* **EXERCISE OBJECTIVE**
From the canine pregnancy timeline below, copy verbatim the passage that begins with the words containing "Week Six (Days" and ends with "bitch is pregnant.".

* **SELECTED TEXT**
-.-.-
Week Five (Days 29-35)

  • Development of toes, whisker buds, and claws
  • Fetuses look like dogs
  • Gender can be determined
  • Eyes (previously open) now close
  • Fetuses grow from 18 mm - 30 mm
  • Organogenesis ends -- embryos are now fairly resistant to interference with development
  • Swelling becomes noticeable
  • Loss of "tuck-up"
  • Weight will start to increase
  • Slightly increase amount of food and switch to puppy kibble. If you feed one meal a day, add a small extra meal. If you feed twice a day, slightly increase one of the meals.
  • Add supplements, a good multi vitamin and I use Raspberry tea leaves (in health food section of stores), it helps uterin muscles strengthen.
  • Palpitation no longer possible due to fluids in uterus
  • Nothing special this week

Week Six (Days 36-42)

  • Development of skin pigment
  • Fetuses should weigh around 6 grams and be 45 mm long
  • Fetal heartbeats can be heard with stethoscope
  • Nipples darken and enlarge
  •  Continues to enlarge
  • The same support
  • Make sure all your whelping supplies are in place
  • By this time you should be fairly sure that the bitch is pregnant.

Week Seven (Days 43-49)

  • Growth and development continues
  • Abdomen hair will start shedding
  • The bitch will start to look pregnant at this point
  • Slightly increase meals may have to spread them out into several smaller meals if she is large.
  • Do nopt let her jump on furniture, light exercise
  • Radiographs (X-rays) possible to determine number and size of puppies

Week Eight (Days 50-57)

  • Fetal movement can be detected when bitch is at rest
  • Puppies can safely be born from now on
  • Milk may be squeezed from nipples, but don't do it. 
  • The bitch will be very large.
  • Not much at this point 
  • Gather whelping equiptment
  • Prepare phone list for help/support. It should include your vet's phone number, the emergency clinic's phone number, the number of any friends who will be offering support during whelping, and anyone else you might need to contact before, during, or after whelping (like your office to let them know you won't be in!)
  • Make sure your car is gassed up and ready for a possible emergency trip to the vet's office.

Week Nine (Days 58-65)

  • Growth and Development continues
  • Nesting behavior may be seen
  • Bitch may become distressed (panting, pacing, acting uncomfortable)
-.-.-
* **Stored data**
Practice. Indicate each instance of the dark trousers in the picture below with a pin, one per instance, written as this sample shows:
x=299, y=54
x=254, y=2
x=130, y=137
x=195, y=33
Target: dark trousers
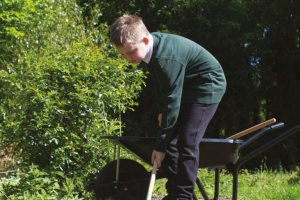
x=182, y=155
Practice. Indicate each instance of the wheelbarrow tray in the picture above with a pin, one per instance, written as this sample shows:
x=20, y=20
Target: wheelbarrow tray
x=214, y=152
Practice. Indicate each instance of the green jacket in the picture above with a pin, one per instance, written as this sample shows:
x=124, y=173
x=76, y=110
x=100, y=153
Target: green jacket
x=184, y=72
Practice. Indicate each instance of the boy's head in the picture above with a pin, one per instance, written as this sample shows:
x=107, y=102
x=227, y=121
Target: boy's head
x=130, y=36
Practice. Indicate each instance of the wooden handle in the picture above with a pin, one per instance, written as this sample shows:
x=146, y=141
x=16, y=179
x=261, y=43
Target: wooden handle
x=152, y=181
x=253, y=128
-.-.-
* **RESPONSE TO THE EXERCISE**
Week Six (Days 36-42)

  • Development of skin pigment
  • Fetuses should weigh around 6 grams and be 45 mm long
  • Fetal heartbeats can be heard with stethoscope
  • Nipples darken and enlarge
  •  Continues to enlarge
  • The same support
  • Make sure all your whelping supplies are in place
  • By this time you should be fairly sure that the bitch is pregnant.